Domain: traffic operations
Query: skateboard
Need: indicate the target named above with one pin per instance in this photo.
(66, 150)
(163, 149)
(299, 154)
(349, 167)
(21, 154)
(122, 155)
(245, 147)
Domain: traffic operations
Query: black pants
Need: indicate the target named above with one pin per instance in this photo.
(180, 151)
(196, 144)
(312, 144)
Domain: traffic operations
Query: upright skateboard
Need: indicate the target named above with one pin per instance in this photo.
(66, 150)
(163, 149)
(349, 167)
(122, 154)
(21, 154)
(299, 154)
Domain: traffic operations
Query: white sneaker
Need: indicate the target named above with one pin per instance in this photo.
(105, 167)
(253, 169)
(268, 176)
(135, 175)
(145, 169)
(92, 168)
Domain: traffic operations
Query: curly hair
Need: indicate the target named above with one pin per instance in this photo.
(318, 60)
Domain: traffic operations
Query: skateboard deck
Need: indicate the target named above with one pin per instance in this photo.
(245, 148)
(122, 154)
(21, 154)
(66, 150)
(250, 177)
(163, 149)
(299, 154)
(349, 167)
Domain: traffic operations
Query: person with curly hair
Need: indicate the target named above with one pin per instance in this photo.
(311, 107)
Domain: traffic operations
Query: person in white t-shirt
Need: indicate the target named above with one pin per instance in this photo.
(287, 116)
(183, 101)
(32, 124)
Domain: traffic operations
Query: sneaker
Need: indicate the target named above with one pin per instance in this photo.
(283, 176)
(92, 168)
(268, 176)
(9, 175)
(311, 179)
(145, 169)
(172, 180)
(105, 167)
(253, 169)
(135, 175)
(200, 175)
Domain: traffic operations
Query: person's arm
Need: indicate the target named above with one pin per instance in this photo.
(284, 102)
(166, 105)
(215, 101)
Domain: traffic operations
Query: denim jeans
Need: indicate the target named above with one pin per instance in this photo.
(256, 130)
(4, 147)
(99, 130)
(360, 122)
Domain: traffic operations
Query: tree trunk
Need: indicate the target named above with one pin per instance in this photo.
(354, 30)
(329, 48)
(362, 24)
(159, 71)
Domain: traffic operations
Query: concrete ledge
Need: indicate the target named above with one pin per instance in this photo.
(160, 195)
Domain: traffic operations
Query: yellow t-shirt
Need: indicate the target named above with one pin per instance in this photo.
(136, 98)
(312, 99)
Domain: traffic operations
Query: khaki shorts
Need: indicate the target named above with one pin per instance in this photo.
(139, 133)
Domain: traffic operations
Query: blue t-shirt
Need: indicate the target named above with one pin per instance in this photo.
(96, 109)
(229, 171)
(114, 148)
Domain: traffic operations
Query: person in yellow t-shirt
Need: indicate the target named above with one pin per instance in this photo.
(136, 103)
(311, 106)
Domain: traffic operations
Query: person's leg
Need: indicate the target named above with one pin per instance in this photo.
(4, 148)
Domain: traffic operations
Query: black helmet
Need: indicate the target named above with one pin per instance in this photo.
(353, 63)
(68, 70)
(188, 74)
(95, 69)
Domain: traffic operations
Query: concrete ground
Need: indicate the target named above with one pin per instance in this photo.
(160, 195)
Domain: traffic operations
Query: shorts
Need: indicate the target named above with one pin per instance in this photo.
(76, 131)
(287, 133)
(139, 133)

Exercise details:
Generate an exact reproduction of all entries.

Solved problem:
Domain: traffic operations
Query: skateboard
Need: indicate the target named above with one pin per instance in this photo.
(66, 150)
(163, 149)
(299, 154)
(349, 167)
(21, 154)
(122, 155)
(245, 147)
Domain: traffic operations
Query: black pants
Need: indicate the target named above with one pin per instance in this photo.
(180, 151)
(196, 144)
(312, 144)
Domain: traffic operations
Query: upright skateboard
Need: indicate the target named above with one pin per instance in this photo.
(66, 150)
(163, 149)
(349, 167)
(122, 154)
(21, 154)
(299, 154)
Domain: traffic operations
Query: white sneaker
Need: indicate the target named above with one pin per instance in this photo.
(105, 167)
(253, 169)
(268, 176)
(135, 175)
(145, 169)
(92, 168)
Domain: traffic operations
Query: curly hair
Need: indicate the target named above with one pin per instance in this photo.
(318, 60)
Domain: traffic operations
Query: skateboard deck
Need: indicate the target named above with one pin per instance in this photo.
(245, 148)
(122, 154)
(21, 154)
(66, 150)
(250, 177)
(163, 149)
(299, 154)
(349, 167)
Domain: traffic operations
Query: person with curly hair
Need: indicate the target named above with one pin per instance in this photo.
(311, 107)
Domain: traffic operations
Query: person in white t-shirt
Need: indicate the target named above with one pin per instance in this photo.
(287, 116)
(183, 101)
(32, 124)
Domain: traffic operations
Query: sneaker
Need: indicate the target named above with one pin per instance in this photo.
(283, 176)
(92, 168)
(268, 176)
(9, 175)
(311, 179)
(145, 169)
(172, 180)
(105, 167)
(253, 169)
(135, 175)
(200, 175)
Domain: traffic operations
Query: person's arm
Need: indicate the target named above with one pin per instance in this photo.
(284, 102)
(166, 105)
(215, 101)
Domain: traffic operations
Query: denim jeans
Need: indicate the target named above with one pin per instance in this photo.
(256, 130)
(4, 147)
(99, 130)
(360, 122)
Domain: traffic operations
Query: tree trunk
Need: indicate the target named above with one pin per instance in this photo.
(354, 30)
(329, 48)
(362, 24)
(159, 71)
Domain: traffic operations
Query: concrete ledge
Need: indicate the target named above with one pin per instance in this photo.
(160, 195)
Domain: traffic operations
Query: yellow t-shirt
Need: indicate the target named above with one pin per instance in this photo.
(136, 98)
(312, 99)
Domain: traffic operations
Query: khaki shorts
Need: indicate the target named above with one pin per instance in this photo.
(139, 133)
Domain: traffic operations
Query: blue t-shirt
Need: indicate the target named above with one pin per instance in this photo.
(96, 109)
(229, 171)
(114, 148)
Domain: traffic operations
Query: person in yellow t-shirt
Need: indicate the target named above with one pin per instance in this photo.
(136, 103)
(311, 106)
Domain: traffic operations
Query: person's leg
Need: indicate the target named above with one pin per instance in this photo.
(4, 148)
Domain: traffic operations
Query: black helmet
Need: indicate the target named above with one pin per instance in this photo.
(353, 63)
(68, 70)
(188, 74)
(95, 69)
Domain: traffic operations
Query: concrete ground
Need: indicate the target named above with one pin per instance in this photo.
(160, 195)
Domain: traffic operations
Query: shorts
Need: indicate the target named above with one pin per instance in this photo.
(76, 131)
(287, 133)
(139, 133)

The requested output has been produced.